■ INSTRUCTIONS TO FOLLOW
Quote the items below word for word, starting at the line that contains "Find the wooden" and stopping after the last line of the items.
==========
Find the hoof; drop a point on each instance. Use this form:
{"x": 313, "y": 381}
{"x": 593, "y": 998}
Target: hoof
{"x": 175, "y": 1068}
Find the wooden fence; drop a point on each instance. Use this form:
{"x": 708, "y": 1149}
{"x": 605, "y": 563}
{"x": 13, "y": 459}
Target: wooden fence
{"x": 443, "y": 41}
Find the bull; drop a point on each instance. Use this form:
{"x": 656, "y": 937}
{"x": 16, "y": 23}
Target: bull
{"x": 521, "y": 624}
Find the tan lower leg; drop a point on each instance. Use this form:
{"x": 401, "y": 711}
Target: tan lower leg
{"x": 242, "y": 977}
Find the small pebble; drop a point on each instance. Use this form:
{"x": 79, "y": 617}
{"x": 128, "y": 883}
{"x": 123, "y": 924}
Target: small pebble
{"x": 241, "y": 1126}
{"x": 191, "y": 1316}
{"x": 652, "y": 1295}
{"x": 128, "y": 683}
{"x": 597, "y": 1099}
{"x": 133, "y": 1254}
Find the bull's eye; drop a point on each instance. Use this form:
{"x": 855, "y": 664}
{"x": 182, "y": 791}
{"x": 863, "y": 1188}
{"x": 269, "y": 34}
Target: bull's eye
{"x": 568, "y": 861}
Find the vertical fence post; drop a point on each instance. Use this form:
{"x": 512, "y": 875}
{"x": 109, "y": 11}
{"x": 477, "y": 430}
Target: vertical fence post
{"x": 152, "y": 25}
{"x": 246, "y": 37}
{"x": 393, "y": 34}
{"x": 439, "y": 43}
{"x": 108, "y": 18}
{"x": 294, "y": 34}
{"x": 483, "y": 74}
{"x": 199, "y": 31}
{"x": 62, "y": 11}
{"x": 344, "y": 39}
==========
■ RIGHT ANSWER
Find the wooden fence; drop a point on each instance. Use this form:
{"x": 708, "y": 1149}
{"x": 605, "y": 563}
{"x": 13, "y": 459}
Target: wooden fence
{"x": 443, "y": 41}
Find the bull; drop a point on each instance. Use this form:
{"x": 656, "y": 937}
{"x": 16, "y": 23}
Target: bull
{"x": 521, "y": 624}
Find the tan lower leg; drop a point on each instance. Use this form:
{"x": 401, "y": 711}
Target: tan lower leg
{"x": 242, "y": 977}
Find the small pebble; drop a point on each instance. Use this form:
{"x": 79, "y": 617}
{"x": 128, "y": 883}
{"x": 123, "y": 924}
Target: small pebble
{"x": 241, "y": 1126}
{"x": 191, "y": 1316}
{"x": 652, "y": 1295}
{"x": 128, "y": 683}
{"x": 597, "y": 1099}
{"x": 133, "y": 1254}
Find the bull's eye; drop a point on each instance. Use this form:
{"x": 855, "y": 664}
{"x": 182, "y": 791}
{"x": 863, "y": 1188}
{"x": 269, "y": 34}
Target: bull's eye
{"x": 568, "y": 861}
Find the vertical fence post; drop a point on each instance. Use this form:
{"x": 512, "y": 875}
{"x": 109, "y": 11}
{"x": 477, "y": 430}
Target: vertical fence post
{"x": 152, "y": 25}
{"x": 246, "y": 37}
{"x": 393, "y": 34}
{"x": 439, "y": 43}
{"x": 108, "y": 18}
{"x": 294, "y": 34}
{"x": 483, "y": 74}
{"x": 199, "y": 31}
{"x": 62, "y": 11}
{"x": 344, "y": 39}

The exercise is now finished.